Write out all the records below word for word, but leave the pictures out.

** Begin **

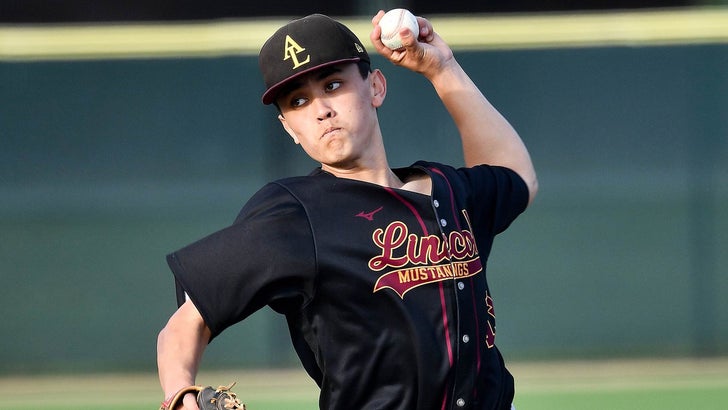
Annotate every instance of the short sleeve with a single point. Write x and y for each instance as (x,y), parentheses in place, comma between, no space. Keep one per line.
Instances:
(501,193)
(266,257)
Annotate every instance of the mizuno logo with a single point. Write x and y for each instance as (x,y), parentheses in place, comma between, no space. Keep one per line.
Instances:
(369,216)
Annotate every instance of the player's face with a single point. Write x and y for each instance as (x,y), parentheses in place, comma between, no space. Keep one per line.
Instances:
(331,113)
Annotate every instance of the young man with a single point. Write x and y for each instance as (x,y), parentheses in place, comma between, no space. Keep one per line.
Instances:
(379,272)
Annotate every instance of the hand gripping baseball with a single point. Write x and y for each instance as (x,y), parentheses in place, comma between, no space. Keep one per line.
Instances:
(208,398)
(427,53)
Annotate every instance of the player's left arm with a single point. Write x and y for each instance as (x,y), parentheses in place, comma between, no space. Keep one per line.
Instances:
(487,137)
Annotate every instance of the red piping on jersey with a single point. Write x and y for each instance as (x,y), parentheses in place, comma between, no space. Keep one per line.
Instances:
(442,290)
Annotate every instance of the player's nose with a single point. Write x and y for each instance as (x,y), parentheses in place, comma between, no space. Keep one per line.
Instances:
(324,110)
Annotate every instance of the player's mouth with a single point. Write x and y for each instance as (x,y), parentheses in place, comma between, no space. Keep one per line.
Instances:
(329,131)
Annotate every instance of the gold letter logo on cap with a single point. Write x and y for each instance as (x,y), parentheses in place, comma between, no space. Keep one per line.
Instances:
(292,50)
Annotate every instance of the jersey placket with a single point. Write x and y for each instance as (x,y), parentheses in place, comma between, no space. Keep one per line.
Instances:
(461,306)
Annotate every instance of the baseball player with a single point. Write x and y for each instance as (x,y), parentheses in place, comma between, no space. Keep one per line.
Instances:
(380,272)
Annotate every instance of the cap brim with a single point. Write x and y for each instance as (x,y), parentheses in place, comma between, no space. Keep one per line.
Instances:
(271,94)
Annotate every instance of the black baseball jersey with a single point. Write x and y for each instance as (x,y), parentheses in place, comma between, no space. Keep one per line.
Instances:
(384,290)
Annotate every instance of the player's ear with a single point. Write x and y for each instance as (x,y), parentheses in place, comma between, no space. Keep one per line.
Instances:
(378,87)
(288,129)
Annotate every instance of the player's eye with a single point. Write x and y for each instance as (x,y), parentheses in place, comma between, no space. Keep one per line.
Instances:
(298,101)
(331,86)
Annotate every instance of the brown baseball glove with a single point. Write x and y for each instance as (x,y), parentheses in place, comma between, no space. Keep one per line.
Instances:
(208,398)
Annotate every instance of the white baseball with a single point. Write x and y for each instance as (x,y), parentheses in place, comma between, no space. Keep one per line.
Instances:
(393,21)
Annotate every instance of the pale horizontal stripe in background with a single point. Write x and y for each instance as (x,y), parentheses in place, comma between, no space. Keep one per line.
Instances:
(244,37)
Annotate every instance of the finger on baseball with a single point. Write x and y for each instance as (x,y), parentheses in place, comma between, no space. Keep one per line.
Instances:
(377,17)
(190,402)
(426,32)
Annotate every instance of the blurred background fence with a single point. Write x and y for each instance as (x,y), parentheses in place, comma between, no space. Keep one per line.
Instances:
(112,158)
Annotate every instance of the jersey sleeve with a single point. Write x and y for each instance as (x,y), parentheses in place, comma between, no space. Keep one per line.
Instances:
(499,192)
(266,257)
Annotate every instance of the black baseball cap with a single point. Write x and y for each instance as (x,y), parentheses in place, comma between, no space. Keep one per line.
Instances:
(304,45)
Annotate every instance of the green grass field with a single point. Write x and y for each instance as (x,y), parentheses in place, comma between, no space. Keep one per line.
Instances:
(614,385)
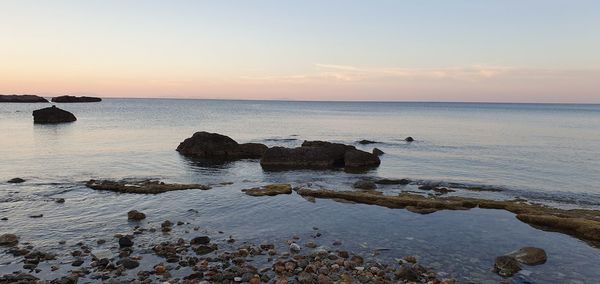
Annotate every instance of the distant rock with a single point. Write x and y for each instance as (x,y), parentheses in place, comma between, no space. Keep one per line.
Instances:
(377,152)
(74,99)
(135,215)
(365,142)
(16,180)
(22,99)
(51,115)
(318,155)
(216,146)
(365,184)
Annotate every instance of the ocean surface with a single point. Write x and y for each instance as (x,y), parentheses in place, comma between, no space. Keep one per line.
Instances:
(547,153)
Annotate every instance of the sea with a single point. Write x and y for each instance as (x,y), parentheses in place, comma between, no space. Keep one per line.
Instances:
(545,153)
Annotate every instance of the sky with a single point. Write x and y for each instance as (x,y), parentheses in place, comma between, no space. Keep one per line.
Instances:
(477,51)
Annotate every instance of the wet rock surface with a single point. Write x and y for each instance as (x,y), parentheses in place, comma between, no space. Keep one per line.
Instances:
(216,146)
(52,115)
(75,99)
(269,190)
(141,186)
(318,155)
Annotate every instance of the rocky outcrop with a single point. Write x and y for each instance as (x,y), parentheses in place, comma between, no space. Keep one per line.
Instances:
(143,186)
(269,190)
(51,115)
(74,99)
(22,99)
(318,155)
(216,146)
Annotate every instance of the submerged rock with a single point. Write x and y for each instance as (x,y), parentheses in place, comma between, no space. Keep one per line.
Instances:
(16,180)
(530,255)
(506,266)
(51,115)
(269,190)
(135,215)
(74,99)
(216,146)
(22,99)
(9,240)
(318,155)
(364,184)
(143,186)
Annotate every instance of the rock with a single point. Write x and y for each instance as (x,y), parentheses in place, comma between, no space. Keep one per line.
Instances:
(216,146)
(317,155)
(16,180)
(365,142)
(506,265)
(202,240)
(295,248)
(129,263)
(125,242)
(269,190)
(377,152)
(141,186)
(393,181)
(74,99)
(365,184)
(9,240)
(135,215)
(22,99)
(51,115)
(530,255)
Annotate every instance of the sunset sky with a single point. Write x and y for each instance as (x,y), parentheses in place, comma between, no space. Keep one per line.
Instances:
(497,51)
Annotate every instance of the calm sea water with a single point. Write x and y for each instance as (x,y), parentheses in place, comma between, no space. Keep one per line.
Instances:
(543,152)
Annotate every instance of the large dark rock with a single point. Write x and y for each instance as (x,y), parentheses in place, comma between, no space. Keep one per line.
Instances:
(22,99)
(216,146)
(74,99)
(52,115)
(319,155)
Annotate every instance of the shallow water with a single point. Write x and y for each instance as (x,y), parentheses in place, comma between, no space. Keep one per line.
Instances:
(546,153)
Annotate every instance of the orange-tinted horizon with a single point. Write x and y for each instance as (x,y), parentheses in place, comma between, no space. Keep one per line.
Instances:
(347,50)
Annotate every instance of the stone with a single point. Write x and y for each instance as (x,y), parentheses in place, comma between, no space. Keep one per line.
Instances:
(317,155)
(74,99)
(136,215)
(377,152)
(530,255)
(216,146)
(269,190)
(141,186)
(506,265)
(365,184)
(9,240)
(22,99)
(16,180)
(202,240)
(52,115)
(125,242)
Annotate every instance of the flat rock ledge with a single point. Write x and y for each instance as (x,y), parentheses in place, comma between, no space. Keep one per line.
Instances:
(74,99)
(581,223)
(208,145)
(269,190)
(141,187)
(52,115)
(22,99)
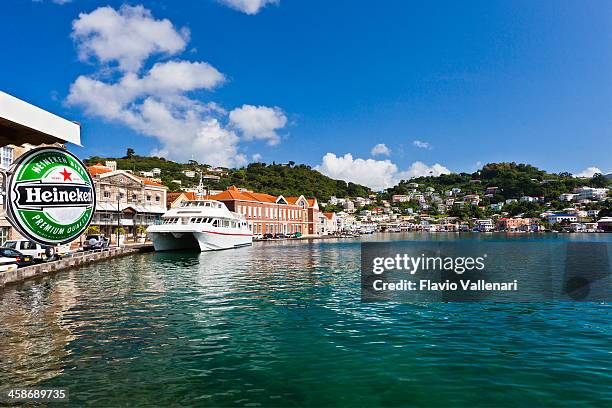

** End **

Output below:
Annotate every instance of the short sleeve with a single point. Write x and y for each instance as (x,y), parentheses in place, comma between, no space. Keep one per line.
Instances:
(501,193)
(266,257)
Annotate every instance of the mizuno logo with a single point. Write x and y for each instance as (x,y), parentheses in place, comma between, no space. Keep one per line.
Instances:
(369,216)
Annotate every instance of the player's face with a single point. Write x and y for each instance as (x,y), parentheses in place, comma between, no space. Keep one per line.
Instances:
(331,113)
Annotate every instance of the young man with a single point. Write x and y for each instance as (x,y), parentheses in place, comma between, no space. Keep one per line.
Instances:
(379,272)
Annotate every instance of the hand gripping baseball with a single point. Write x and y for each instance as (x,y), parentheses in place, comma between, no space. Keep one per line.
Instances:
(208,398)
(427,53)
Annotate every instance of the player's left arm with a single point. Write x and y for each instance as (x,y), parentheses in place, comma between, no space. Keep one per line.
Instances:
(487,137)
Annotate every instance of the red piping on jersey with a single point. Write x and y for each instance as (x,y), parentheses in place, comma between, no space. Keep one per line.
Instances:
(442,290)
Annotate every instance of the player's nose with a single point. Write x and y for each instance as (x,y), parentheses in place, comma between, no space. Keep one per line.
Instances:
(324,110)
Annotate every instance of the player's mouth with a single point. Write x and y for each instance as (x,y), parentheses in place, comma between, no space. Keep one per line.
Instances:
(329,131)
Annotate every instance of the gold letter logo on cap with a single point. Write x and y for each instance as (x,y), parentheses in place, comma between, no space. Keep one per line.
Instances:
(292,50)
Annotate every instance of the jersey placket with a single point. Write x and y for each instance as (x,y), parentheses in place, comma between, no space. Keep one per line.
Instances:
(461,306)
Annotate every instance of the baseball player with a single point. Write x and y for each instance as (x,y), parentheses in place, comma between, no space. Keep one per line.
Instances:
(380,272)
Annotate every instance of the cap brim with a single point. Write x and y for each instance as (x,y), parentheses in place, comma between, no space. Keep one per line.
Instances:
(271,94)
Annotate every instance of the black baseball jersey with a single point. Write x and y for each instance as (x,y), parentheses in place, comma between, no space. Keep one per line.
Instances:
(384,290)
Annotate every instance of the player's ear with a single point. Write x and y for each instance as (x,y), parentheses in place, comma between, no space. Keep one per line.
Instances:
(378,87)
(288,129)
Annotate every instance of the player's eye with a single point. Write x and y for each instance as (x,y), parentheses in place, comma between, no space. Keep one per line.
Instances:
(298,101)
(331,86)
Annotate every instance of the brown baseball glove with a single point. Write x and y for each instance as (x,y), parentheses in place, comma between, no space. Keep one per line.
Instances:
(208,398)
Annotate every instance of the white baseball with a single point. Write x and y for each instance as (x,y), parentheses in place, comma between, no space. Keep one per line.
Instances:
(393,21)
Annotate every instance of the pale horizontal stripe in background with a single point. Write x and y for each instance as (x,y), parentheses in place, comma between, no space. Keep one per line.
Instances:
(244,37)
Annotate every instance of the finger on baseball with a single point. Write x and y for each instance as (x,y), parentheses in place, comma between, no space. Keep one per line.
Instances:
(377,17)
(190,402)
(426,32)
Annotate every instance of the blurred background fence with a single point. Write x and y for each instance as (x,y), parentheses in place, comma between, no space. Keep one per line.
Instances:
(112,158)
Annotate every instance of the jersey sleeve with a single point. Write x and y for each instance as (x,y), parentheses in place, comma between, no space. Keep one per line.
Instances:
(499,192)
(266,257)
Annotate every instance of the black baseball cap with a single point. Write x and y for each instance as (x,y), parentheses in place, comma between, no space. Keep one per line.
Instances:
(304,45)
Annotate every instance of the green grass field with a single point. Write x and y for each instance as (x,y), parentheses in place, comma between, no space. Keep one per line.
Instances:
(614,385)
Annotate every instance of the distant rock with a single point. Write x and y for each instance as (x,y), parentheses in place, comma between, no space. Keep one per line.
Instances:
(377,152)
(74,99)
(135,215)
(365,142)
(16,180)
(22,99)
(51,115)
(318,155)
(216,146)
(365,184)
Annotate every instance of the ocean surface with a single point. Write x and y for each instance as (x,y), parentheses in place, comma between, no space. Keep one per line.
Instances:
(547,153)
Annotate every instance of the sea with a single point. Write x and y for each instance as (x,y), parentheses in place, comma between, no space. Keep one per line.
Instances:
(545,153)
Annotate every instance of the sky with a single point. Write x and y for each instance as (x,y), parentheses in place, comma between, no space. Keep one per line.
Instances:
(477,51)
Annotate every instance of the wet rock surface with a single point. Write x and y for each instance as (x,y), parentheses in place, comma between, no space. Keep one per line.
Instances:
(216,146)
(52,115)
(75,99)
(269,190)
(141,186)
(318,155)
Annotate every instance of the rocky outcrop with a single point. Write x and y for each instance as (x,y), parentheses in place, comma between, no space. Keep one per line.
Instances:
(143,186)
(269,190)
(51,115)
(74,99)
(22,99)
(318,155)
(216,146)
Annotate every instance of the submerged rock with a single point. Write x and y for each instance as (x,y), parentheses in place, comma between, no space. Keep one per line.
Instances:
(16,180)
(530,255)
(506,266)
(51,115)
(269,190)
(135,215)
(74,99)
(216,146)
(22,99)
(9,240)
(318,155)
(364,184)
(143,186)
Annotate every instance of the rock with a single point. Write x and y for each instance as (x,y), parentheses in place, comma between, no space. Keep one per line.
Instances:
(216,146)
(317,155)
(16,180)
(365,142)
(506,265)
(202,240)
(295,248)
(129,263)
(125,242)
(269,190)
(377,152)
(141,186)
(393,181)
(74,99)
(365,184)
(9,240)
(135,215)
(22,99)
(51,115)
(530,255)
Annotate every instance of the sunset sky with a single point. Write x and y for each instance as (x,y), parentheses in place, comma between, no space. Keep one per line.
Instances:
(497,51)
Annotate every instance of the calm sea water with a single point. Write x and y for each instance as (x,y), parentheses in place, comma between, no space. Keep one per line.
Instances:
(543,152)
Annotate every instance of the large dark rock with a single point. Write x and y for each instance as (x,y), parentheses in place, comma between, no space. Keep one per line.
Instances:
(22,99)
(216,146)
(74,99)
(52,115)
(319,155)
Annotate every instance of the shallow water with a single point. Write x and y for each instance as (x,y), parentheses in place, comma between, no space. Keep one per line.
Instances:
(546,153)
Annotate every instance of the orange-tinted horizon with a single point. Write x and y for each instance as (x,y), parentheses in place, comma between, no space. Keep one per line.
Instances:
(347,50)
Annotate every instance of the stone with a single point. Write x and y for each instance as (x,y), parentheses in place, comma between, no space. Keep one per line.
Instances:
(317,155)
(74,99)
(136,215)
(377,152)
(530,255)
(216,146)
(269,190)
(141,186)
(506,265)
(365,184)
(9,240)
(22,99)
(16,180)
(202,240)
(52,115)
(125,242)
Annotate every instance of the flat rock ledge with a single point. Write x and y for each instance as (x,y), parentheses in place, comma between, no space. Keep one per line.
Instances:
(74,99)
(581,223)
(208,145)
(269,190)
(141,187)
(52,115)
(22,99)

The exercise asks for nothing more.